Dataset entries
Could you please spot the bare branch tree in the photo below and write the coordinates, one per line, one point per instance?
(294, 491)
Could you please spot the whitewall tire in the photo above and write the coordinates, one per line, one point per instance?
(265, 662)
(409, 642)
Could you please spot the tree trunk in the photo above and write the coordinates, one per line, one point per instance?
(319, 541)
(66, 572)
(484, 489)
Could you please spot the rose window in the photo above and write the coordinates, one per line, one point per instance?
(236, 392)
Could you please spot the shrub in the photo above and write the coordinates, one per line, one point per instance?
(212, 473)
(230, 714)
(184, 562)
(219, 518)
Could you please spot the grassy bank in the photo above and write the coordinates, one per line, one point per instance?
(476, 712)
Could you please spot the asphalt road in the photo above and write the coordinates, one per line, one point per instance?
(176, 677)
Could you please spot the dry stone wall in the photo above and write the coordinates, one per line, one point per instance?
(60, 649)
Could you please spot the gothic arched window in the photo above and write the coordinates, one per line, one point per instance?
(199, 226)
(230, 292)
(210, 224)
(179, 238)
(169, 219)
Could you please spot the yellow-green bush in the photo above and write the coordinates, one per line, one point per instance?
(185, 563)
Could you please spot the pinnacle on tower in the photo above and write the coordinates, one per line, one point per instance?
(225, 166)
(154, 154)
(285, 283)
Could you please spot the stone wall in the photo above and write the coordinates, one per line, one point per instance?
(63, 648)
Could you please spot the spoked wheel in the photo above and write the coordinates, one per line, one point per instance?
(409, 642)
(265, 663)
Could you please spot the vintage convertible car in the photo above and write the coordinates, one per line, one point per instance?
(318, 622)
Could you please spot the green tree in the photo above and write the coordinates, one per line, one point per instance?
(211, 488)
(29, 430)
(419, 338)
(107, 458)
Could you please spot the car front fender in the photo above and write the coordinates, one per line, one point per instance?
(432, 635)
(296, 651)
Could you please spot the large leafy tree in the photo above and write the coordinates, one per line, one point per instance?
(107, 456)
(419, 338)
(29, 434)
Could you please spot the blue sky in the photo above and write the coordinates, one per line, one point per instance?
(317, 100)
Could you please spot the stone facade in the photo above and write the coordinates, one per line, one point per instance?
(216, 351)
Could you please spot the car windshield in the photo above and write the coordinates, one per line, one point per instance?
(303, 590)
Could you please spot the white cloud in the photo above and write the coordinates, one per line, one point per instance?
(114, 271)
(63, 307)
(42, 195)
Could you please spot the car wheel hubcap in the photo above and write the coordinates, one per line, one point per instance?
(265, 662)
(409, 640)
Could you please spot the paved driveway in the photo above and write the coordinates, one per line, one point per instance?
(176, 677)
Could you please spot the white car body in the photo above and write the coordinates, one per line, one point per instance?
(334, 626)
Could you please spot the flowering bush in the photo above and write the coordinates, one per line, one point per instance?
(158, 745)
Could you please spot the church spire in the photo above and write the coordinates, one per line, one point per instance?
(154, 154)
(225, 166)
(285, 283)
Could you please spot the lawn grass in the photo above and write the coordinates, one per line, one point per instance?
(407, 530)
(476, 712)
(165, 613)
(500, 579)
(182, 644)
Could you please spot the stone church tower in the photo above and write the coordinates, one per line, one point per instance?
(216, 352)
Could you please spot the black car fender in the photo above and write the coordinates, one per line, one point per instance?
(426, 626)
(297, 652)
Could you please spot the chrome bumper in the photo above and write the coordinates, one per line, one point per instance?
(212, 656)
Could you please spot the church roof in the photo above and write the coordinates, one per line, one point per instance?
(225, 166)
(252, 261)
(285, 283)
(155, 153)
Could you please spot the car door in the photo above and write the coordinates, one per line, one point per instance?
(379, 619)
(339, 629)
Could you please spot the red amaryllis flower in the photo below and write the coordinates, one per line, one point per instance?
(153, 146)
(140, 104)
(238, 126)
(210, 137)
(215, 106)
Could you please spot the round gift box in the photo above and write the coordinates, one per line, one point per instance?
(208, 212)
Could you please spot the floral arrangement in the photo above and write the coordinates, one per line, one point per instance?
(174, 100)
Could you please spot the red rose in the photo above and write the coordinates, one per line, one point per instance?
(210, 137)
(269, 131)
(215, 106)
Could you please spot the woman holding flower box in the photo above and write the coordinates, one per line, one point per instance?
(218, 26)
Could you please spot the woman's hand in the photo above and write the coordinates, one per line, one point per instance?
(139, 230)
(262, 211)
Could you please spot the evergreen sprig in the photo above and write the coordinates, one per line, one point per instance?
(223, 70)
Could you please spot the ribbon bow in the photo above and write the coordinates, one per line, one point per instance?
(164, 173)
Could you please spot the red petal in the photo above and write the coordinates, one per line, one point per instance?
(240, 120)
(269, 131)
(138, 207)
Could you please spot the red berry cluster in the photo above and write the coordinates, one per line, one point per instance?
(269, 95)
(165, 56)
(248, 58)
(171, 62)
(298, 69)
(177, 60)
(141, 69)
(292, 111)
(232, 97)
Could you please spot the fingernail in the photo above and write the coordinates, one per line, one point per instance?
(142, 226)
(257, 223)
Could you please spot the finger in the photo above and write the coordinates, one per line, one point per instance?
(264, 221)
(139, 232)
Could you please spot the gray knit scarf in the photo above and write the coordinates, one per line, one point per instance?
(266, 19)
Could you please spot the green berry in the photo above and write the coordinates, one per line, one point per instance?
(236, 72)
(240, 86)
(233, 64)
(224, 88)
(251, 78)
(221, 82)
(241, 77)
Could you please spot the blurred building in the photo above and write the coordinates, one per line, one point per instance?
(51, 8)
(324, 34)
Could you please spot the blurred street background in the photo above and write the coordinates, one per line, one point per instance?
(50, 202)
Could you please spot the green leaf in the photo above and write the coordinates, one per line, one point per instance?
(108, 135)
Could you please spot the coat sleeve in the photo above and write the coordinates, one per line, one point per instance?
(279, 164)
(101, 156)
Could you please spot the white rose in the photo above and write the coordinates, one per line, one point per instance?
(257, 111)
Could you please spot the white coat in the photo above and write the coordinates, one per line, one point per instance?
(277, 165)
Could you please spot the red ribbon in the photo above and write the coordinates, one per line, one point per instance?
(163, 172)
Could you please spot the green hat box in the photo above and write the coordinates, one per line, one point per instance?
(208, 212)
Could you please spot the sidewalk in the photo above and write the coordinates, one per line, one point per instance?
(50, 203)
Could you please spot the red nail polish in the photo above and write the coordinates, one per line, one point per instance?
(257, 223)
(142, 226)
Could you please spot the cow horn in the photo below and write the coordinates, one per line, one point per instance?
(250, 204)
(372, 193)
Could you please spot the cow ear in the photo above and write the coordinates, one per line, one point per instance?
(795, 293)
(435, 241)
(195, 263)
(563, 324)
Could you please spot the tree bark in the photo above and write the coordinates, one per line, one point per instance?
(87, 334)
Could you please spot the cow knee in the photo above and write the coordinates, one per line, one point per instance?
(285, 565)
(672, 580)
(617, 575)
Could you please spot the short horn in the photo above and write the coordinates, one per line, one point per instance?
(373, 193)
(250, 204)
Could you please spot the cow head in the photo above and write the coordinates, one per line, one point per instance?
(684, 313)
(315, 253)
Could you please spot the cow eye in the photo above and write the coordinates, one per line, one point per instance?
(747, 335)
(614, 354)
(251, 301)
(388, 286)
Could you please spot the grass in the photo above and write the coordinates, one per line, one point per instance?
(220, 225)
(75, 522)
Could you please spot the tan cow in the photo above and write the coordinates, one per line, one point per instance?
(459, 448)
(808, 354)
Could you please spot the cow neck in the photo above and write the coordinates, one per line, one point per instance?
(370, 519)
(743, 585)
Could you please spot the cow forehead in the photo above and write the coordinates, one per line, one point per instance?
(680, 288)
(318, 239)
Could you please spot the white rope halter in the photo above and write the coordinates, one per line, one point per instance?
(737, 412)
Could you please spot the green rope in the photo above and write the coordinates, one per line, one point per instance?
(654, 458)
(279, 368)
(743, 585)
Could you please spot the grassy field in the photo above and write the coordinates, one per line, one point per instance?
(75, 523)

* Exercise requirements *
Your response should consist solely of the lines from the one containing "Could you please spot the green rope" to the end of the entries, both ends included, exactly as they appear.

* Task response *
Could you please spot the green rope in the photo above and write the coordinates, one per line, one point per instance?
(654, 458)
(279, 368)
(743, 585)
Could you please spot the grassy field in the photo above and write the coordinates, one per line, one point per instance?
(75, 523)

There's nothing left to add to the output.